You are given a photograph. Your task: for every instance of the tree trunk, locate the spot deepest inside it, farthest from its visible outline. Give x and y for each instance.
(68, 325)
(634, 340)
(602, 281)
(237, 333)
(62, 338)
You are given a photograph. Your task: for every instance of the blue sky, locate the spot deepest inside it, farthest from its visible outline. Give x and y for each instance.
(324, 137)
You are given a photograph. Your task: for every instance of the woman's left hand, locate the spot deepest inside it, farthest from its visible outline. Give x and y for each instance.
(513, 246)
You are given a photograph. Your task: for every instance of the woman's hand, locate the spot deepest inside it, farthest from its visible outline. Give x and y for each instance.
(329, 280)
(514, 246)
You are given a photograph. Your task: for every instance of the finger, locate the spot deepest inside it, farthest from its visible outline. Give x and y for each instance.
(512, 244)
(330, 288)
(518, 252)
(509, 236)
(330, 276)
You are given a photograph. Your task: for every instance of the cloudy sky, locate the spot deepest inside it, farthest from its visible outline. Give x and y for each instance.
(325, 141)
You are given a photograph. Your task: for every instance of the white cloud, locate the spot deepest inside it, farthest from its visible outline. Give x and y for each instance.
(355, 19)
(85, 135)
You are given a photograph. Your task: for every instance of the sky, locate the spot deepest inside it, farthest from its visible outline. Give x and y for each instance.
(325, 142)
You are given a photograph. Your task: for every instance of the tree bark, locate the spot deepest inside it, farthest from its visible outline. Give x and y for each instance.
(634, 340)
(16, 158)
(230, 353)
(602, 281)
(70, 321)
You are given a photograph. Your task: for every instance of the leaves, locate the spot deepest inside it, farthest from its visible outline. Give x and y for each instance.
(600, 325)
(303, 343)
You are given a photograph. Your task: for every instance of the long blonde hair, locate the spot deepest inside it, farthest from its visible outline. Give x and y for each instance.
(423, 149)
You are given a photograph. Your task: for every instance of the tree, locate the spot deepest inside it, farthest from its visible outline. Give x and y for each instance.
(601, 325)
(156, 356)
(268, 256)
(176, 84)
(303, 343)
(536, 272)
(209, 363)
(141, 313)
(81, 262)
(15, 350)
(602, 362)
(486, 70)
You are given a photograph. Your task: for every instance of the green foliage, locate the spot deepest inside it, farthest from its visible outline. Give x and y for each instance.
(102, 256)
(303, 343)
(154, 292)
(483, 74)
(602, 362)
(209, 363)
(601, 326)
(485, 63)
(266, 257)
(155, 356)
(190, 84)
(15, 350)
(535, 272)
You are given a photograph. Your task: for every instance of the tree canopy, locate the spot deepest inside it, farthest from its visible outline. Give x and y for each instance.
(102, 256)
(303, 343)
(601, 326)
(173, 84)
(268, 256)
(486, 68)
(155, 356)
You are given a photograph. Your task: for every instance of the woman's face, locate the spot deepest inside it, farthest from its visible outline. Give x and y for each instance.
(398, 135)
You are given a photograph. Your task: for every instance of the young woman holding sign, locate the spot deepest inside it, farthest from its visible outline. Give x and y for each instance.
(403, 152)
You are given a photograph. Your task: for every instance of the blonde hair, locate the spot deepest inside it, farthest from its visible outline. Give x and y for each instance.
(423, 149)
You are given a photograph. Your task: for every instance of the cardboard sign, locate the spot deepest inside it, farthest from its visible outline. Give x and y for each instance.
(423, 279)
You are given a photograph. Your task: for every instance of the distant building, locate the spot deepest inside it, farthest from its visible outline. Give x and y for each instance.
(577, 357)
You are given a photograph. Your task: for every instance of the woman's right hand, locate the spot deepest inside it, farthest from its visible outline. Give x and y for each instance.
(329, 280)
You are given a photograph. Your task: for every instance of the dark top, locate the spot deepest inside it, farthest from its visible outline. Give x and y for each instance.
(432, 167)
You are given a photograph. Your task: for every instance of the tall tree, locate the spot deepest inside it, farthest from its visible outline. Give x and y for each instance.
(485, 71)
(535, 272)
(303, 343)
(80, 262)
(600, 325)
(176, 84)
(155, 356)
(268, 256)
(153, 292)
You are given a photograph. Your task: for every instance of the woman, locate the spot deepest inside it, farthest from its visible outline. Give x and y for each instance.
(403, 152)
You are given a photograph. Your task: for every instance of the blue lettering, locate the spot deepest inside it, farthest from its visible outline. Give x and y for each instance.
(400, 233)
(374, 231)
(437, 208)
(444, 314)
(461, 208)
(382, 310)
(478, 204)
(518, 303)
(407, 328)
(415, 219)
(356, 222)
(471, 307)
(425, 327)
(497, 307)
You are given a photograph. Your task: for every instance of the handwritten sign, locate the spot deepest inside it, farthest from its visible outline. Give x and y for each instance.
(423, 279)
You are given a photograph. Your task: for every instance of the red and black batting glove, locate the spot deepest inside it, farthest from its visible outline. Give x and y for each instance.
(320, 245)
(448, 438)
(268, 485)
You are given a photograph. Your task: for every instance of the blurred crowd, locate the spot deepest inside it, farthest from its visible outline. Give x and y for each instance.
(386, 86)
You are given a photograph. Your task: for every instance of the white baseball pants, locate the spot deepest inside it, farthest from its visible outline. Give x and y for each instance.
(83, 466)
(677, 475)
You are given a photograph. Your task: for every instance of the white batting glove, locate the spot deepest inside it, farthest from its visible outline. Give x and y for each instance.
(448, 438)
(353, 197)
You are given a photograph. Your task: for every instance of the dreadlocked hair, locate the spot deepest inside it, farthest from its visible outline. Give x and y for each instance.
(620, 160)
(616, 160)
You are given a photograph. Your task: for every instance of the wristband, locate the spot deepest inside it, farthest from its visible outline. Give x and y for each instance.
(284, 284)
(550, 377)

§ **What to do**:
All of the lines above must be returned exactly.

§ **Response for this exercise**:
You are given a photograph. Your task: for every instance of the tree trunk, locate the spot deepest inside it, farthest from its visible outline. Give x and y for each instance.
(68, 325)
(634, 340)
(602, 281)
(237, 333)
(62, 338)
You are given a photograph. Your task: for every instance of the blue sky, locate the spot deepest inside it, farthest from its visible outline. Give x and y for each instance.
(324, 137)
You are given a photograph. Your task: for every instance of the woman's left hand, locate the spot deepest inside it, farthest from its visible outline. Give x and y for each instance.
(513, 246)
You are given a photograph. Your task: for every instance of the woman's hand, locate the spot deepest inside it, farthest from its visible outline. Give x and y for each instance.
(329, 280)
(514, 246)
You are given a photograph. Your task: for every instance of the finger, locate the spot deepest inside it, farthest from its visible outline. Give x and y for each instance.
(512, 244)
(330, 288)
(518, 252)
(509, 236)
(330, 276)
You are given a photograph. Your task: for every instance of the cloudy sky, locate the spot deepest inside it, farthest from its visible outline. Give x and y for each instance.
(325, 141)
You are given a photograph. Your task: for every instance of the white cloud, locate the spot deepest inside it, farthest from its visible outline. Give x and y for each instance.
(355, 19)
(85, 135)
You are given a photograph. Your task: for every instance of the sky, locate the spot deepest inside it, farthest from its visible outline. Give x and y for each instance.
(325, 142)
You are given a photograph. Your task: for every instance of the tree bark, locate the spot deepest inside it, farthest from its visible outline. Give x and y for each instance.
(634, 340)
(16, 158)
(230, 353)
(602, 281)
(70, 321)
You are given a photograph. Your task: for every instance of the leaves, locate the spot deepest inside it, farthest from its visible outline. Give x and y for each instance.
(600, 325)
(303, 343)
You are given a photograph. Your task: for every instance of the long blonde hair, locate the spot deepest inside it, farthest from its visible outline. Give x and y for each instance.
(423, 149)
You are given a photograph. Your task: for every instance of the tree, locate the spot deepest inside it, farthest from its visible outline. Give x and y for each instance.
(601, 325)
(156, 356)
(268, 256)
(176, 84)
(303, 343)
(536, 272)
(209, 363)
(141, 313)
(81, 262)
(15, 350)
(602, 362)
(486, 70)
You are given a photograph. Your task: for every instance of the green foliage, locate the spot deepest inside it, farthest from its visible outline. Give x and y for each instance.
(102, 256)
(303, 343)
(154, 292)
(483, 74)
(602, 362)
(209, 363)
(601, 326)
(485, 63)
(266, 257)
(155, 356)
(190, 84)
(15, 350)
(535, 272)
You are given a photograph. Your task: for every instance of the tree canopy, locate the spot deepest inside it, farthest from its visible outline. Give x and y for each instance.
(102, 256)
(303, 343)
(601, 326)
(173, 84)
(268, 256)
(486, 68)
(155, 356)
You are given a photograph. Your task: for every instance of the woman's face, locate the spot deepest inside it, farthest from its visible outline. Give x and y for each instance.
(398, 135)
You are given a photograph. Your task: for every instance of the young woman holding sign, locate the spot deepest inside it, farthest from its visible outline. Give x and y for each instance.
(403, 152)
You are given a photograph. Your task: for every instance of the blonde hair, locate the spot deepest inside it, farthest from its visible outline. Give x and y for each instance.
(423, 149)
You are given a photograph. Your task: for every instance of the cardboard sign, locate the spot deepest inside it, farthest from its visible outline. Give x and y for each instance.
(423, 279)
You are given a photograph. Your task: for every instance of the distant building, locate the spot deepest inside it, farthest from its visible outline. Give x and y for each instance.
(577, 357)
You are given a photograph. Your task: for every instance of the woman's right hand, locate the spot deepest inside it, farthest from its visible outline. Give x and y for each instance.
(329, 280)
You are given a photograph. Your task: for every instance of the dark top, locate the spot deepest inside it, farthest from its visible outline. Give x and y for each instance.
(432, 167)
You are given a photograph. Your task: for every instance of the tall tree, locate the spot deepest inside it, farthest from its visible outline. Give x and y for each instance.
(485, 71)
(535, 272)
(303, 343)
(80, 262)
(600, 325)
(176, 84)
(155, 356)
(268, 256)
(153, 292)
You are given a photograph. Your task: for every instance of the woman, locate the spot deepest inside it, farthest from its visible outline. Give x and y for each instance.
(403, 152)
You are given a photograph. Your task: for every instance of the blue lettering, locate the spot deepest inside it, farthest from its visible outline. Give x and y for each instance.
(400, 233)
(374, 231)
(437, 208)
(444, 314)
(461, 208)
(382, 310)
(478, 204)
(518, 303)
(407, 328)
(415, 219)
(356, 222)
(471, 307)
(425, 327)
(497, 307)
You are given a photograph. Your task: for every instance of the handwritten sign, locate the spot deepest inside it, farthest from its visible outline. Give x and y for each instance.
(423, 279)
You are given a photograph. Your task: for every instance of the red and black batting glove, locate the spot deepest inside it, farthest from its visible outline. Give x and y for each instance.
(320, 245)
(448, 438)
(268, 485)
You are given a photograph. Your task: for every instance of the blurred crowd, locate the spot deepest inside it, farthest from its visible outline. Give x and y for each instance.
(386, 86)
You are given a photograph. Your task: for every instance of the white baseball pants, locate the spot deepest inside it, farthest from its visible outline. Give x and y for each instance.
(83, 466)
(677, 475)
You are given a photograph. Your task: for every instance of the white batting glove, locate the spot deepest inside it, farthest from its visible outline. Give x and y for each instance.
(448, 438)
(353, 197)
You are given a photograph. Your task: for every instance of the dreadlocked hair, locate the spot deepest inside it, farthest from its visible outline. Give x and y for each instance.
(620, 160)
(616, 160)
You are given a photograph. Your task: for every instance of the wristband, locate the spot deepest inside it, farthest from its visible outline. Give x and y for each instance.
(284, 284)
(550, 377)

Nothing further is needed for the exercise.